_Directions_. Revise the lines from the first one through the line containing "point(859, 499)" by reproducing only those lines with "mountain range" replaced by "mountain ridge" and everything else left unchanged.

******************************

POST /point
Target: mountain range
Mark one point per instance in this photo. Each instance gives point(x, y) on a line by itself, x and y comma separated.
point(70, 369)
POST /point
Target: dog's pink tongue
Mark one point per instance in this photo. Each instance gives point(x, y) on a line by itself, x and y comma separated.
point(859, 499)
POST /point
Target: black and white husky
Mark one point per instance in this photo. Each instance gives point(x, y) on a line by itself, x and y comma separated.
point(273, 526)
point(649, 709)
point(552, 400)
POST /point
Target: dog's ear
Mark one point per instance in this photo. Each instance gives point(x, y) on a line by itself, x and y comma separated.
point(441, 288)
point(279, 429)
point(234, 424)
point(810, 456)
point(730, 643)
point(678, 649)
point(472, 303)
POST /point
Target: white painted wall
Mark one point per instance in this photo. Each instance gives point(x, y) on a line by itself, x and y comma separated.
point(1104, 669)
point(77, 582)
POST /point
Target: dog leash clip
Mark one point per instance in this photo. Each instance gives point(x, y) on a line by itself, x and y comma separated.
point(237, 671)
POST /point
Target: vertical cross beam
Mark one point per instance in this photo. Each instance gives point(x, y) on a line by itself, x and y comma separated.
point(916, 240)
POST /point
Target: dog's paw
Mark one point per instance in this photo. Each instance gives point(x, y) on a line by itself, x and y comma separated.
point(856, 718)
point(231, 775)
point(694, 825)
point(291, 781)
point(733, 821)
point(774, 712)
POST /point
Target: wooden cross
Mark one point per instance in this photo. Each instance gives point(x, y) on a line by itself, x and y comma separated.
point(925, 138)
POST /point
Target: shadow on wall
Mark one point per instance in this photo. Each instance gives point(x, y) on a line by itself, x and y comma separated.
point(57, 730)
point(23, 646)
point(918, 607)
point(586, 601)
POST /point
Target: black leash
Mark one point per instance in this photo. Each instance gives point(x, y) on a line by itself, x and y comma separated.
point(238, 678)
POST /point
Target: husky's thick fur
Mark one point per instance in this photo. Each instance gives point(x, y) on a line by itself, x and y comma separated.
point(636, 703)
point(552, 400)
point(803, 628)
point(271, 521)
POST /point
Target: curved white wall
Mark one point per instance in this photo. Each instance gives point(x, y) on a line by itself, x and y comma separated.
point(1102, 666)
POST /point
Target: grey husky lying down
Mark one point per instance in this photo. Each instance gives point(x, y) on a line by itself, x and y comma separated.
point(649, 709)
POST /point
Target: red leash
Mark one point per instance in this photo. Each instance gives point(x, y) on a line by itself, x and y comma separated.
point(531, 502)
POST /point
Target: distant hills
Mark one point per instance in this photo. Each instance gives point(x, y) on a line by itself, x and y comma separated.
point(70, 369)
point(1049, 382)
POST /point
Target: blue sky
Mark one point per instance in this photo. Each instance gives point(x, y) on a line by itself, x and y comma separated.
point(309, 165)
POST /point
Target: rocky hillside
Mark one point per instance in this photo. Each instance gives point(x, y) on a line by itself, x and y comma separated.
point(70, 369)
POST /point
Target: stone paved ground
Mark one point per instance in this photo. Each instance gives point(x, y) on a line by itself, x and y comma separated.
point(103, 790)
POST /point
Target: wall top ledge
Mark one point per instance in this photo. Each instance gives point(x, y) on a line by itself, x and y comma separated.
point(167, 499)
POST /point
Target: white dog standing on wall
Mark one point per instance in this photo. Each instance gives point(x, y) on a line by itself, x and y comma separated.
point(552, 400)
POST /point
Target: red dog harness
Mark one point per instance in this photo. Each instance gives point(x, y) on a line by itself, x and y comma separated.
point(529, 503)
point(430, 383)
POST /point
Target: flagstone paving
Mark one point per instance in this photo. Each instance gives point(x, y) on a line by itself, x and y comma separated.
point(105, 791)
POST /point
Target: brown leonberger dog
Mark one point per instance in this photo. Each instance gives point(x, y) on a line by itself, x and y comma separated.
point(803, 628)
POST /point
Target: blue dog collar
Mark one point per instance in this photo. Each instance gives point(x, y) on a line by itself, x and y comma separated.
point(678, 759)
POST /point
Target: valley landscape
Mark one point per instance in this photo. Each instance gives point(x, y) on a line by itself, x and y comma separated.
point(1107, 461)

******************************

_Answer below_.
POST /point
Target: mountain ridge
Mark one point per instance in this photo. Each instance gives point(x, y) on a line by itself, x and y comma separated.
point(70, 369)
POST /point
Target: dog's pink tongue
Mark one point per instance in this photo. Each instance gives point(x, y) on a line by itself, x and y comma separated.
point(859, 499)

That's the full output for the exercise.